• Given passage
Big Fish

I decided I wasn't going to see this movie but I did anyway. 

I headed out tonite in like zero degree weather all bundled up and done did it. I wasn't going to see this flick because it looked bad to me in the previews. It looked wacked pretentious and boringly silly. I don't really like Billy Crudyup or Eugene MacGregor so they were no selling point for me. But I do like Tim Burton. Planet of the Apes was a disaster but he's a hit or miss kind of guy. He's directed some great stuff and regardless of his movies being decent, good, or great- they always look good (except for Planet of the Apes which I thought looked like crud). So I figured at the very least Big Fish would look really nice. Maybe like one big painting with pretty colors and weirdness.

(There is a old style purple painted airplane sitting on a runway. The big steel door of the nearby hanger slides open and a pilot walks out of a hanger onto the tarmac. He's wearing goggles, a long white scarf and one of those leather hats with earflaps. The pilot smiles at you showing off a missing front tooth. He walks around to the front of the plane and spins the propeller. Instead of a roar of an motor- you hear music. Beautiful music as loud as the engine would be. The pilot gives you a big thumbs up then claps his hands over his head. The sound of his hands coming together is joined by a booming thunderclap and black clouds roll in. Lighting crackles and he scrambles up the wing and plops down in the cockpit. It starts raining. You can see that each raindrop is tinted rose color and the runway is alive, jumping with small rosey splashes. You can hear the engine music over the storm. The pilot gives another big thumbs up as the plane starts rolling down the runway...)

Big Fish dives head first into fantasyland off the bat. Big groovy tall tales wider than octopus arms can reach.. sorta. The movie turns on and off between present day and fantasyesque flashbacks. The fantasy stuff was fun and coolio at first. The reality was flat. Crudyup acted like a dick practically the whole time. None of the characters in the real world were interesting to me. But the flashbacks were fun to watch and for the first half hour I was digging this movie. It was good random and floated nicely. But unfortunately as the movie dragged on, real world stuff eclipsed and spilled over into the fantasy world and the movie started sinking.

(The purple plane picks up speed down the runway. The engine music tempo picks up as it goes. The wheels bounce along lifting off a bit straining to get off the ground then hitting down on the runway again making the music skip each time it hits. You hear the pilot yelling urging the plane to gather the strength to go. Go! Dark clouds in the sky descend lower and lower to the ground as if the sky is coming down instead of the plane going up. Lighting bolts continue to crash and now that the clouds are within 20 feet of the ground the lightning explosions are quick and blastingly loud. The plane reaches the end of the runway and slows. As does the music. You see it turn around and start to head back the other way to try and take off again going the opposite direction. The pilot gives you another thumbs up and smile. This time not quite as big as before.)

• Recorded data

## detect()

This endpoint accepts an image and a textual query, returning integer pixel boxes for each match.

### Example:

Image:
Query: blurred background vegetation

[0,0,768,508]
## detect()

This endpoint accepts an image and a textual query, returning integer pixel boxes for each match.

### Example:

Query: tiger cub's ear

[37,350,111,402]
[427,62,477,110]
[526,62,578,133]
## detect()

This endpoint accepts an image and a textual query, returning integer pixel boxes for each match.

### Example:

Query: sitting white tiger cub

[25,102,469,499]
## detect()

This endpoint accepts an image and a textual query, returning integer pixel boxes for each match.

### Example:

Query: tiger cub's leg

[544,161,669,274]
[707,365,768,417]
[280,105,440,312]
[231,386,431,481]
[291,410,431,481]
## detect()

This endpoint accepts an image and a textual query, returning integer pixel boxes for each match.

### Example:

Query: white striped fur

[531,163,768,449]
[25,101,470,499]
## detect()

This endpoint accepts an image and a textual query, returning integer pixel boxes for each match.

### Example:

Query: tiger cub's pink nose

• To do
1. Reproduce the part of the Big Fish review between "Big Fish dives" and "movie started sinking.", inclusive.
2. Go on with the Big Fish review from the point where it stops.
None of the lines are needed for this.

• Solved problems
1.
Big Fish dives head first into fantasyland off the bat. Big groovy tall tales wider than octopus arms can reach.. sorta. The movie turns on and off between present day and fantasyesque flashbacks. The fantasy stuff was fun and coolio at first. The reality was flat. Crudyup acted like a dick practically the whole time. None of the characters in the real world were interesting to me. But the flashbacks were fun to watch and for the first half hour I was digging this movie. It was good random and floated nicely. But unfortunately as the movie dragged on, real world stuff eclipsed and spilled over into the fantasy world and the movie started sinking.

2.
The movie lags for a middle hour solid and then begins to pick up some speed toward the end- but for me it was too little too late. I wasn't all that interested in the story anymore. It worked up to the point when he meets his wife. Past that, the movie gets lost and wanders around while its imagination sags and we're told about how the main character spent much of his life wandering around as a traveling salesman straying inexcusably far from the one 'true passion' in his life. His wife. Toward the end I questioned his tall tales less and his love and devotion for his family more. As a touching story I think we shoulda dipped into regret of his sacrificing time with his one love for the 'greater good'- but he gets the best of both worlds and stretches stories to fill the gaps. Either I missed the point or he missed the point. Either way in the end, I wasn't that interested in the point of the point.

Three Good Things About This Movie

- Some of the stories were solid fantasyland stuff and certain scenes looked fantastic. I wanted more.
- Steve Buscemi shows up and his very presence and crazy eyes make everything better.
- I thought about the movie more after seeing it than while watching it... which I guess says something... not sure what.

Three Bad Things About This Movie

- The back and forth from past to present was awkward and the closer it got to merging- it just got messy and yawny..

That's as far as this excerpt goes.